• **Problem description**
Copy out every line of the material below word for word, but leave out the pictures.

• **Dataset records**
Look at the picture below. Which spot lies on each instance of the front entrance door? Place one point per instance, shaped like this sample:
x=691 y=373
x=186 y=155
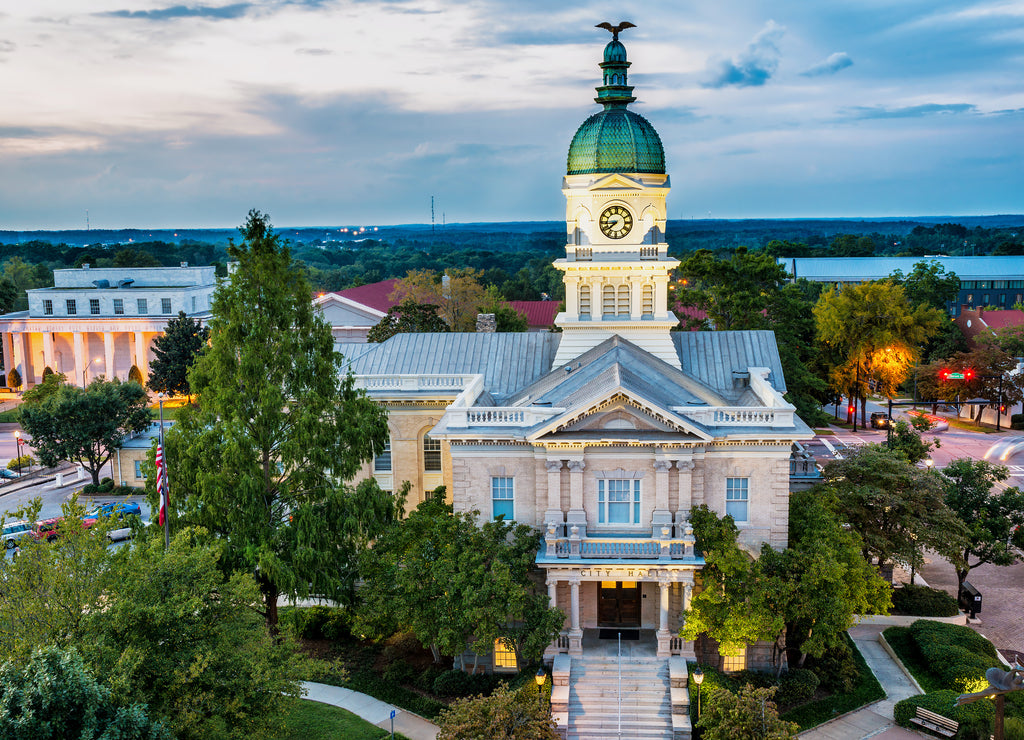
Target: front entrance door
x=619 y=604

• **Solution**
Look at the picture below. Which spot lies on each instance of the front entrance door? Place one point per instance, shaped like this sample:
x=691 y=373
x=186 y=155
Target: front entrance door
x=619 y=604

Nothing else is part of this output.